REQUIRED TASK → Output every entry exactly as given.

## Begin

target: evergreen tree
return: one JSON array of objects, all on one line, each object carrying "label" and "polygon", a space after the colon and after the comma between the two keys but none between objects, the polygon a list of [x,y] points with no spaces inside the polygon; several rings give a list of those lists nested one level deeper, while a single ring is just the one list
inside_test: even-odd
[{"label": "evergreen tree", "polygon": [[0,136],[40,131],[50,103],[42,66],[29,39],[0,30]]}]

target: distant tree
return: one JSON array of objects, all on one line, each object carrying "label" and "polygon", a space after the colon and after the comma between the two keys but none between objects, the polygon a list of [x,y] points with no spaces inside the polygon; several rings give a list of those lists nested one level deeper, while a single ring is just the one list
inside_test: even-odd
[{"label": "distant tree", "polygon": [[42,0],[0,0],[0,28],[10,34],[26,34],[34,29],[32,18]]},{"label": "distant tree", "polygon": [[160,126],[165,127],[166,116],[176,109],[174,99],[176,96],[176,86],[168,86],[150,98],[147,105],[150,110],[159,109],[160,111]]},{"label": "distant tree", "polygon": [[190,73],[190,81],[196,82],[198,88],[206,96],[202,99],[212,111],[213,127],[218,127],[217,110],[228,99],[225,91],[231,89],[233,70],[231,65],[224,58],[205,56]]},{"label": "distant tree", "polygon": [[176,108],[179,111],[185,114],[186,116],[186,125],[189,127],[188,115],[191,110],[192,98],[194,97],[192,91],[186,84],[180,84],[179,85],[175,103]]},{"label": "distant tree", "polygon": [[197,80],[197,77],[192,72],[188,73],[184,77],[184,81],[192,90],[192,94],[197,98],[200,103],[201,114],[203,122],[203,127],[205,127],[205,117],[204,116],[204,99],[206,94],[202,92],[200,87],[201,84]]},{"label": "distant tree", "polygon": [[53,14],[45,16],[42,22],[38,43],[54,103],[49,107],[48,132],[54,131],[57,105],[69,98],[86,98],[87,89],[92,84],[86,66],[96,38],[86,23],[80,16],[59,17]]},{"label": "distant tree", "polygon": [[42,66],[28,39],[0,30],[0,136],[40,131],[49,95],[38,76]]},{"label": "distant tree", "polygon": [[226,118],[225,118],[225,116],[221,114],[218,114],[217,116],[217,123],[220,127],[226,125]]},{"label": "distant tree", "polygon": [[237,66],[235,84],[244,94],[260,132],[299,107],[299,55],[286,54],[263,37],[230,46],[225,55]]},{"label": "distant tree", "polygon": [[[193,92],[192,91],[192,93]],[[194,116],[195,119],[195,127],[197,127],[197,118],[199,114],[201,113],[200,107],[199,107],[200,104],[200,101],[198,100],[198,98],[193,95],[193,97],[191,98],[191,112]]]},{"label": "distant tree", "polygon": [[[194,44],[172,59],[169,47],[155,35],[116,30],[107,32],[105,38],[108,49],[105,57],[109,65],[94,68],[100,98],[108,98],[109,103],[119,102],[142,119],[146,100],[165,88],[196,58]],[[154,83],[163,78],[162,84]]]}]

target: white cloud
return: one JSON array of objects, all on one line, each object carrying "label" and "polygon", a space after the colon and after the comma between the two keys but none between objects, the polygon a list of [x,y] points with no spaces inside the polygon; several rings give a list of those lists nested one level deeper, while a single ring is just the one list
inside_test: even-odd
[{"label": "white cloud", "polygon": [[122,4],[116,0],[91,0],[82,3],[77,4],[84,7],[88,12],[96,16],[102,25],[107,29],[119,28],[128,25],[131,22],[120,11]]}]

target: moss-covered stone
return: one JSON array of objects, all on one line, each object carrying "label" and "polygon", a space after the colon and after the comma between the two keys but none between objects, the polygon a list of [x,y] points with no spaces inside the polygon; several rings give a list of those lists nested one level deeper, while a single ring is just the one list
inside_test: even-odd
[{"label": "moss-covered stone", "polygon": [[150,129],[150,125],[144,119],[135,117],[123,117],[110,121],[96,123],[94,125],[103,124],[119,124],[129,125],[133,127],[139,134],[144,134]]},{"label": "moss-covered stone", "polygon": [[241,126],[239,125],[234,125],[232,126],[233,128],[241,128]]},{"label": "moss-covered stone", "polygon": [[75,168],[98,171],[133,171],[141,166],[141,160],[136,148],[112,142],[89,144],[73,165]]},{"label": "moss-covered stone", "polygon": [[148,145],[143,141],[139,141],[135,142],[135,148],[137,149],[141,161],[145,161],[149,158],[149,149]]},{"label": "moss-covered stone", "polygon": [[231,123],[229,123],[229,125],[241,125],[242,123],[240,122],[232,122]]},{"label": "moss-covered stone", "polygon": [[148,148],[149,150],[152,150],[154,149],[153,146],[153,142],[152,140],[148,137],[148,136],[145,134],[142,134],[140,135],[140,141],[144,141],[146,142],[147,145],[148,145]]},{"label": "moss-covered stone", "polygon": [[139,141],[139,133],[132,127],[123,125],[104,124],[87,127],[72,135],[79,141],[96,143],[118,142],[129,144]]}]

## End

TASK OUTPUT →
target: evergreen tree
return: one JSON array of objects, all on one line, each object carrying "label" and "polygon", a space after the colon and after the comma between the two keys but none between objects, the polygon a list of [x,y] points with no spaces inside the polygon; several rings give a list of those lists nested one level deeper, while a single ring is just the one list
inside_test: even-odd
[{"label": "evergreen tree", "polygon": [[0,136],[40,131],[50,103],[42,66],[29,39],[0,30]]}]

target: distant tree
return: one JSON array of objects, all on one line, each object carrying "label" and "polygon", a space after the colon and after the comma between the two keys but none between objects, the polygon a list of [x,y] points with no spaces inside the polygon; several rings give a list of those lists nested one level deeper, while a single ring is just the one list
inside_test: even-odd
[{"label": "distant tree", "polygon": [[42,0],[0,0],[0,28],[10,34],[26,34],[34,29],[32,18]]},{"label": "distant tree", "polygon": [[160,126],[165,127],[166,116],[176,109],[174,99],[176,96],[176,86],[168,86],[150,98],[147,105],[150,110],[159,109],[160,111]]},{"label": "distant tree", "polygon": [[190,73],[190,81],[196,82],[198,88],[206,96],[202,99],[212,111],[213,127],[218,127],[217,110],[228,99],[225,91],[231,89],[233,70],[231,65],[224,58],[205,56]]},{"label": "distant tree", "polygon": [[176,108],[179,111],[185,114],[186,116],[186,125],[189,127],[188,115],[191,110],[192,98],[194,97],[192,91],[186,84],[180,84],[179,85],[175,103]]},{"label": "distant tree", "polygon": [[197,80],[197,77],[192,72],[188,73],[184,77],[184,81],[192,90],[192,94],[197,98],[200,103],[201,114],[203,122],[203,127],[205,127],[205,117],[204,116],[204,99],[206,94],[202,92],[200,87],[201,84]]},{"label": "distant tree", "polygon": [[53,14],[45,16],[42,22],[38,43],[54,103],[49,107],[48,132],[54,131],[57,105],[69,98],[86,98],[87,89],[92,84],[86,66],[96,38],[86,23],[80,16],[59,17]]},{"label": "distant tree", "polygon": [[42,66],[28,39],[0,30],[0,136],[40,131],[49,95],[38,76]]},{"label": "distant tree", "polygon": [[226,118],[225,118],[225,116],[221,114],[218,114],[217,116],[217,123],[220,127],[226,125]]},{"label": "distant tree", "polygon": [[237,66],[235,84],[244,94],[260,132],[299,107],[299,55],[286,54],[263,37],[230,46],[225,55]]},{"label": "distant tree", "polygon": [[[193,92],[192,91],[192,93]],[[194,116],[195,119],[195,127],[197,127],[197,118],[199,114],[201,113],[200,107],[199,107],[200,104],[200,101],[198,100],[198,98],[193,95],[193,97],[191,98],[191,112]]]},{"label": "distant tree", "polygon": [[[194,44],[172,59],[169,47],[155,35],[116,30],[107,32],[105,38],[108,49],[105,57],[109,65],[94,68],[100,98],[108,98],[109,103],[119,102],[142,119],[146,100],[165,88],[196,58]],[[154,83],[163,78],[162,84]]]}]

target: white cloud
return: one JSON array of objects, all on one line, each object carrying "label" and "polygon", a space after the colon and after the comma between the two keys but none between objects, the polygon a list of [x,y] points with no spaces inside the polygon; several rings give a list of those lists nested one level deeper, while a single ring is just the one list
inside_test: even-odd
[{"label": "white cloud", "polygon": [[122,4],[116,0],[91,0],[82,3],[77,4],[84,7],[88,12],[96,16],[102,25],[107,29],[119,28],[128,25],[131,22],[120,11]]}]

target: moss-covered stone
return: one JSON array of objects, all on one line, each object carrying "label" and "polygon", a space after the colon and after the comma between the two keys but none between objects, the polygon a list of [x,y] points with no spaces inside the polygon; several rings give a list of those lists nested one level deeper, while a single ring is just the one list
inside_test: even-odd
[{"label": "moss-covered stone", "polygon": [[150,129],[150,125],[144,119],[135,117],[123,117],[110,121],[96,123],[94,125],[103,124],[119,124],[129,125],[133,127],[139,134],[144,134]]},{"label": "moss-covered stone", "polygon": [[241,126],[239,125],[234,125],[232,126],[233,128],[241,128]]},{"label": "moss-covered stone", "polygon": [[75,168],[98,171],[133,171],[141,166],[141,160],[136,148],[112,142],[89,144],[73,165]]},{"label": "moss-covered stone", "polygon": [[148,145],[143,141],[139,141],[135,142],[135,148],[137,149],[141,161],[145,161],[149,158],[149,149]]},{"label": "moss-covered stone", "polygon": [[231,123],[229,123],[229,125],[241,125],[242,123],[240,122],[232,122]]},{"label": "moss-covered stone", "polygon": [[148,148],[149,150],[152,150],[154,149],[153,146],[153,142],[152,140],[148,137],[148,136],[145,134],[142,134],[140,135],[140,141],[144,141],[146,142],[147,145],[148,145]]},{"label": "moss-covered stone", "polygon": [[139,141],[139,133],[132,127],[123,125],[104,124],[87,127],[72,135],[79,141],[96,143],[118,142],[129,144]]}]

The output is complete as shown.